Study material:
● ● ●

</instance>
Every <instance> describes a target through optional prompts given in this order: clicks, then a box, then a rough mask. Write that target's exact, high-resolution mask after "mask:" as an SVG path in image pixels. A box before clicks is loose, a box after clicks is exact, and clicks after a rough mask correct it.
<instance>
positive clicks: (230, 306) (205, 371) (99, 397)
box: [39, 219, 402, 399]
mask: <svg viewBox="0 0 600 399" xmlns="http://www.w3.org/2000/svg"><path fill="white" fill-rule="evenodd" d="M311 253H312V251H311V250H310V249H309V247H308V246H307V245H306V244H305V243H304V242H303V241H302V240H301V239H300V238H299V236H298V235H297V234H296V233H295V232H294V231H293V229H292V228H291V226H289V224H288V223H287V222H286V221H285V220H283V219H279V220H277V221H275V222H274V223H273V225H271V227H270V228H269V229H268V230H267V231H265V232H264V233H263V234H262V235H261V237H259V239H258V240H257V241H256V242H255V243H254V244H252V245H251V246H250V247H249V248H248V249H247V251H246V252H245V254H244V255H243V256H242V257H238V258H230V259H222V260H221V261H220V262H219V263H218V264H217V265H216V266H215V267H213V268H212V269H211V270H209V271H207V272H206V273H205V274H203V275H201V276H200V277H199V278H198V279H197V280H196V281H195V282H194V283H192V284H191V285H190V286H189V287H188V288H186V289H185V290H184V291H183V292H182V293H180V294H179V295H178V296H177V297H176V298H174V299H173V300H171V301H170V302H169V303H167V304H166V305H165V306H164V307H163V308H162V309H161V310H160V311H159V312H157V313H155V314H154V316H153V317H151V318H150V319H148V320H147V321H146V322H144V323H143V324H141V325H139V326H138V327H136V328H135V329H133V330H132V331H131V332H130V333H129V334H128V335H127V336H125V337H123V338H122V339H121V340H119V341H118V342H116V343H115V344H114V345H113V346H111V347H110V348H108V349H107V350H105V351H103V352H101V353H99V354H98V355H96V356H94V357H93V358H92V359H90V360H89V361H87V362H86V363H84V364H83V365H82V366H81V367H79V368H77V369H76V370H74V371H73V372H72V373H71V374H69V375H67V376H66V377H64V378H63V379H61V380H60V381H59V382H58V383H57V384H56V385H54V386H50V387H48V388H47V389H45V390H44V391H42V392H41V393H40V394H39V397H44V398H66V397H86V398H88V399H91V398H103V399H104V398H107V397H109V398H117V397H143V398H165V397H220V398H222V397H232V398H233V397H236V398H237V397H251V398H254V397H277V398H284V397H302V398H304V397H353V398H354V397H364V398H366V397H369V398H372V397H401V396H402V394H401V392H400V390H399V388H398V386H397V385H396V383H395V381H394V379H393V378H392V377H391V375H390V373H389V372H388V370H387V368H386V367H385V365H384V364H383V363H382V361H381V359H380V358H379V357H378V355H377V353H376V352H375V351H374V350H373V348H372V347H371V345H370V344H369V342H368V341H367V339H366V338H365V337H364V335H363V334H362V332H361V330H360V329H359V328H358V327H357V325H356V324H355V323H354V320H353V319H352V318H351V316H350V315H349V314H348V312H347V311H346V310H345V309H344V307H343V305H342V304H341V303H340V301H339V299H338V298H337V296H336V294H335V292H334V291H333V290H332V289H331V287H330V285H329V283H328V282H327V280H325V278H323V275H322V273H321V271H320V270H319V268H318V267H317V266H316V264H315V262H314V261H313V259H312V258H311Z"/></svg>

● ● ●

Written task:
Transcribe all of the records above character for character, with nothing added or left out.

Answer to this problem:
</instance>
Every <instance> describes a target through optional prompts given in this order: clicks, then a box, then a rough mask. Write that target's exact, high-resolution mask after "mask:" as an SVG path in image pixels. A box before clicks is loose, a box after clicks is exact, and clicks after a rough mask correct it.
<instance>
positive clicks: (230, 306) (205, 371) (99, 397)
box: [39, 219, 402, 399]
mask: <svg viewBox="0 0 600 399" xmlns="http://www.w3.org/2000/svg"><path fill="white" fill-rule="evenodd" d="M311 253H312V251H311V250H310V249H309V247H308V246H307V245H306V244H305V243H304V242H303V241H302V240H301V239H300V238H299V236H298V235H297V234H296V233H295V232H294V231H293V229H292V228H291V226H289V224H288V223H287V222H286V221H285V220H283V219H279V220H277V221H275V222H274V223H273V225H271V227H270V228H269V229H268V230H267V231H265V232H264V233H263V234H262V235H261V237H259V239H258V240H257V241H256V242H255V243H254V244H252V245H251V246H250V247H249V248H248V249H247V251H246V252H245V254H244V255H243V256H242V257H238V258H230V259H222V260H221V261H220V262H219V263H218V264H217V265H216V266H215V267H213V268H212V269H211V270H209V271H207V272H206V273H205V274H203V275H201V276H200V277H199V278H198V279H197V280H196V281H195V282H194V283H192V284H191V285H190V286H189V287H188V288H186V289H185V290H184V291H183V292H182V293H180V294H179V295H178V296H177V297H176V298H174V299H173V300H171V301H170V302H169V303H167V304H166V305H165V306H164V307H163V308H162V309H161V310H160V311H159V312H157V313H155V314H154V316H153V317H151V318H150V319H148V320H147V321H146V322H144V323H143V324H141V325H139V326H138V327H136V328H135V329H133V330H132V331H131V332H130V333H129V334H128V335H127V336H125V337H123V338H122V339H121V340H119V341H118V342H116V343H115V344H114V345H113V346H111V347H110V348H108V349H107V350H105V351H103V352H101V353H99V354H98V355H96V356H94V357H93V358H92V359H90V360H89V361H87V362H86V363H84V364H83V365H82V366H81V367H79V368H77V369H76V370H74V371H73V372H72V373H71V374H69V375H67V376H66V377H64V378H63V379H61V380H60V381H59V382H58V383H57V384H56V385H54V386H50V387H48V388H47V389H45V390H44V391H42V392H41V393H40V394H39V397H44V398H66V397H86V398H88V399H91V398H103V399H104V398H107V397H109V398H117V397H143V398H165V397H220V398H222V397H232V398H233V397H236V398H237V397H251V398H254V397H277V398H284V397H302V398H304V397H353V398H354V397H364V398H366V397H369V398H372V397H401V396H402V394H401V392H400V390H399V388H398V386H397V385H396V383H395V381H394V379H393V378H392V377H391V375H390V373H389V372H388V370H387V368H386V367H385V365H384V364H383V363H382V361H381V359H380V358H379V357H378V355H377V353H376V352H375V351H374V350H373V348H372V347H371V345H370V344H369V342H368V341H367V339H366V338H365V337H364V335H363V334H362V332H361V330H360V329H359V328H358V327H357V325H356V324H355V323H354V320H353V319H352V318H351V316H350V315H349V314H348V312H347V311H346V310H345V309H344V307H343V305H342V304H341V303H340V301H339V299H338V298H337V296H336V294H335V292H334V291H333V290H332V289H331V287H330V285H329V283H328V282H327V280H325V278H323V275H322V273H321V271H320V270H319V268H318V267H317V266H316V264H315V262H314V261H313V259H312V258H311Z"/></svg>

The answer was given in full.